**Extrait du texte**
= = = =

M. et Mme X. ont conclu à l'irrecevabilité, subsidiairement au mal fondé de la SA Mediatis dans ses demandes. A titre subsidiaire à la déchéance de la SA Mediatis de ses demandes au titre des intérêts au taux conventionnel en raison de l'absence de bordereau de rétractation, de ses demandes au titre des intérêts au taux conventionnel en raison de ses manquements aux dispositions de l’article L. 311-9 alinéa 3 du code de la consommation, à la réduction du montant des intérêts pour toute la durée du prêt au taux légal, et à la réduction à la somme de un euros de l'indemnité légale de 8 %.
A titre infiniment subsidiaire, ils ont sollicité que leur soit accordé un délai de grâce de deux années.
Ils ont fait valoir que dès le mois de septembre 2005, le montant du découvert autorisé disponible était définitivement dépassé alors que le même mois était constaté le premier impayé ; que ce dépassement imposait à la société la conclusion d'une nouvelle offre préalable de crédit et ce d'autant plus en l'espèce que le montant maximum du découvert autorisé était plus du triple de celui initialement consenti et complètement disproportionné à leurs revenus ;
que par ailleurs, les deux exemplaires de l'offre détenue par le prêteur et l'emprunteur doivent être identiques et que force est de constater que l'exemplaire de la SA Mediatis ne comporte pas de bordereau de rétractation de sorte qu'elle n'apporte pas la preuve d'une offre préalable conforme entraînant à titre subsidiaire la déchéance de son droit aux intérêts conventionnels ; que cette déchéance découle également de l'absence d'information annuelle pour les années 2005 et 2006 en violation aux obligations posées par l’article L. 311-9 alinéa 3 du code de la consommation.
Le 5 septembre 2011, la SA Mediatis a interjeté appel de ce jugement.
Par dernières conclusions reçues le 4 juin 2012, la société Laser Cofinoga venant aux droits de la société Mediatis demande à la cour :
- d'infirmer le jugement entrepris ;
- de déclarer la demande recevable ;
- de condamner M. et Mme X. au paiement de la somme de 9.673,87 euros avec les intérêts au taux de 18,75 % l'an sur la somme de 8.842,21 euros à compter du 16 décembre 2009 ;
A titre subsidiaire, en cas de déchéance du droit aux intérêts,
- de les condamner à payer la somme de 2.421,84 euros avec les intérêts au taux légal à compter du 16 septembre 2009 ;
- de les condamner aux entiers dépens et au paiement de la somme de 1.000 euros au titre de l’article 700 du code de procédure civile.
Elle fait valoir que :
- le premier juge a dénaturé les termes clairs de l'offre préalable de crédit qui mentionnent que le montant maximum du découvert autorisé par le prêteur est fixé à 15.000 euros et la fraction disponible du découvert choisi est de 5.000 euros.

= = = =

**Données enregistrées**
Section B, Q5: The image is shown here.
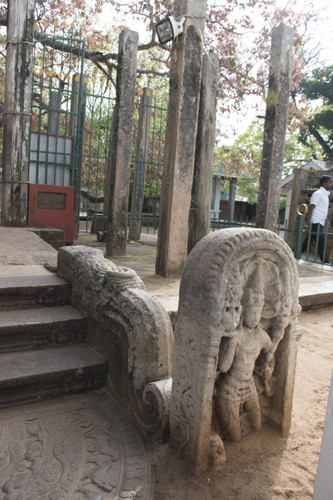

= = = =

**Tâche courte**
Répondez aux questions suivantes d'après l'extrait :
1. Quel délai de grâce M. et Mme X. ont-ils sollicité à titre infiniment subsidiaire ?
2. À quelle date la SA Mediatis a-t-elle interjeté appel du jugement ?
3. Selon la société, à combien l'offre préalable fixe-t-elle le montant maximum du découvert autorisé par le prêteur ?
Les lignes ci-dessus forment un matériau distinct de l'extrait.

**Réponse**
1. Un délai de grâce de deux années.
2. Le 5 septembre 2011.
3. À 15.000 euros.